STATED PROBLEM: Write out all the material exactly. Leave nothing out.

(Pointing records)

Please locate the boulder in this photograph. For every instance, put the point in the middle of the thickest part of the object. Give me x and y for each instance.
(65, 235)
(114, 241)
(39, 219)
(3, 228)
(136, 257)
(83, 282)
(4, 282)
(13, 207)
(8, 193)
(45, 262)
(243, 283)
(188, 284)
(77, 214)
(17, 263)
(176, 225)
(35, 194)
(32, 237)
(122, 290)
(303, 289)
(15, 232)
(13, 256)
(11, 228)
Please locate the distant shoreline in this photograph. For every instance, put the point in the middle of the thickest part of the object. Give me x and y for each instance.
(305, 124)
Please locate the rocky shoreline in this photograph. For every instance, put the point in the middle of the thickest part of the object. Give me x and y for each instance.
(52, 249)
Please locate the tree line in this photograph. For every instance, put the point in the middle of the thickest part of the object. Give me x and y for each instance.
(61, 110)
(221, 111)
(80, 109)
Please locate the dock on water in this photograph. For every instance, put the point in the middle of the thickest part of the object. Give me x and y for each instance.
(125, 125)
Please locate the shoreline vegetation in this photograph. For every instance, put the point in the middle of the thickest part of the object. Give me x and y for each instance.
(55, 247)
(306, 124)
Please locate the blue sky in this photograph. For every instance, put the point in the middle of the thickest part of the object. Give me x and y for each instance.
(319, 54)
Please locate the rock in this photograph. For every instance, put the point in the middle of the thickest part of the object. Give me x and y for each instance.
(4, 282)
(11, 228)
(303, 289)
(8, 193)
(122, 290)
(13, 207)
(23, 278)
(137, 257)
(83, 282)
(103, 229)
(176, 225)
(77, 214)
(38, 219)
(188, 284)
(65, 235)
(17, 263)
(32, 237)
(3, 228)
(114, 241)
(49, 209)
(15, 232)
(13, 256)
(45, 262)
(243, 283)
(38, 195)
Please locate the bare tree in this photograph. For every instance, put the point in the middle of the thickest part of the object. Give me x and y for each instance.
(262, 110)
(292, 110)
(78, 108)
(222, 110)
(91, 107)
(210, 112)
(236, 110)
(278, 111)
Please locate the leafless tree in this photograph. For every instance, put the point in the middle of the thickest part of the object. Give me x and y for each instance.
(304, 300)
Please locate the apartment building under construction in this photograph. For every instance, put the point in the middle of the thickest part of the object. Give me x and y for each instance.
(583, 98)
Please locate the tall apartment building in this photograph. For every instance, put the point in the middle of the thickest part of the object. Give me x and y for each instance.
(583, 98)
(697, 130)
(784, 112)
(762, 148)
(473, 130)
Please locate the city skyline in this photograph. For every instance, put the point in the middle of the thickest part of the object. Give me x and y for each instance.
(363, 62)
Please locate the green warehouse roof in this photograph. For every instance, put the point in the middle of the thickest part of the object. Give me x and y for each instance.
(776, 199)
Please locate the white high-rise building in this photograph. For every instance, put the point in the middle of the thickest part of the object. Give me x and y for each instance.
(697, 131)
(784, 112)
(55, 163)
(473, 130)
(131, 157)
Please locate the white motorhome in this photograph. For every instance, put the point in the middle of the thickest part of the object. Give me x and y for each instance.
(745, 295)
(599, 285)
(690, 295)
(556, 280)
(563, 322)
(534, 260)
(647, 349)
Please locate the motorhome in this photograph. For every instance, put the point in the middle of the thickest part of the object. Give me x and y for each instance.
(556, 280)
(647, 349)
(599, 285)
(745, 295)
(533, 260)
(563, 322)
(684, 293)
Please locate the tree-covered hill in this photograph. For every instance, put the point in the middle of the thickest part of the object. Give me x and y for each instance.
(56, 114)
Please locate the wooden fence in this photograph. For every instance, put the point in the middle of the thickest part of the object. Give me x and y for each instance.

FULL OUTPUT:
Please locate the boulder in this photograph. For every instance, put the point in the middle of the thickest part of the object. Give me x and y for each instance.
(65, 235)
(114, 241)
(39, 219)
(3, 228)
(136, 257)
(83, 282)
(4, 282)
(13, 207)
(8, 193)
(45, 262)
(243, 283)
(188, 284)
(77, 214)
(17, 263)
(176, 225)
(35, 194)
(32, 237)
(122, 290)
(303, 289)
(15, 232)
(13, 256)
(11, 228)
Please locate the distant shoreline in this photograph. For every instance, put the point in the middle of the thickest part of the object. Give me x and y for each instance.
(305, 124)
Please locate the rocky shoreline in this photograph. For every instance, put the point in the middle of the thickest part of the object. Give me x and y for each instance.
(52, 249)
Please locate the tree line in this photograph. For every instance, put the point in the middle of the thickest part of the object. Give me x and y for each instance.
(61, 110)
(221, 111)
(80, 109)
Please locate the dock on water in this photograph. For every instance, put the point in the middle of the thickest part of the object. Give me x and y for each instance.
(125, 125)
Please locate the shoreline vegetation in this photograph. For every instance, put the point in the middle of the thickest part of the object. Give me x and y for each instance.
(55, 247)
(306, 124)
Please locate the blue sky in this photograph. For every instance, put the point in the middle of the thickest part of the object. Give me x and y for each instance.
(319, 54)
Please locate the rock in this photograph. For every instance, put the point in the middle of the thickest part of the object. Give me x and y for each instance.
(4, 282)
(11, 228)
(303, 289)
(8, 193)
(122, 290)
(13, 207)
(23, 278)
(137, 257)
(83, 282)
(103, 229)
(176, 225)
(77, 214)
(38, 219)
(188, 284)
(65, 235)
(17, 263)
(32, 237)
(3, 228)
(114, 241)
(49, 209)
(15, 232)
(13, 256)
(45, 262)
(243, 283)
(38, 195)
Please locate the bare tree in this photograph. For every instance, put the point in the middle of the thickest part of the object. Give me x and y for each instance.
(262, 110)
(292, 110)
(78, 108)
(222, 110)
(91, 107)
(210, 112)
(236, 110)
(278, 111)
Please locate the leafless tree in this photograph. For every instance, put the point in the middle of the thickest part of the object. Give me x and y for each instance.
(304, 300)
Please locate the apartment building under construction in this photograph. For every instance, put the point in the middle of the thickest part of the object. Give me x and y for each instance.
(583, 98)
Please locate the tall apartment building in this photograph. For every instance, put the point in the middle of the thickest part of the object. Give me x and y for each instance.
(583, 98)
(697, 130)
(784, 112)
(762, 148)
(473, 130)
Please locate the city skyline in this photograph. For every instance, put the point in the middle of the thickest part of the object. Give me x and y for each instance.
(363, 62)
Please locate the green warehouse roof in this photograph. For every instance, put the point in the middle of the thickest part of the object. Give me x and y for each instance.
(776, 199)
Please locate the white high-rise building in this photograph. For every instance, put the point in the middle of the thickest part of the object. Give me x and y for each instance.
(697, 131)
(784, 112)
(55, 163)
(473, 130)
(131, 157)
Please locate the white motorhome in this photograph. For every instance, put the point in the middle of the thickest part of the object. Give me x and y for each instance.
(745, 295)
(599, 285)
(690, 295)
(556, 280)
(563, 322)
(534, 260)
(647, 349)
Please locate the motorhome in this photograph. For every instance, put the point in the middle of the thickest part of the object. Give me x and y for each instance.
(556, 280)
(647, 349)
(599, 285)
(745, 295)
(533, 260)
(563, 322)
(684, 293)
Please locate the tree-covered hill in this photograph. For every instance, put the point in the middle of the thickest part of the object. Give me x and y for each instance.
(56, 114)
Please locate the wooden fence in this photograph. For every instance, put the point in the middle of the thickest part of the object. Give me x and y for each instance.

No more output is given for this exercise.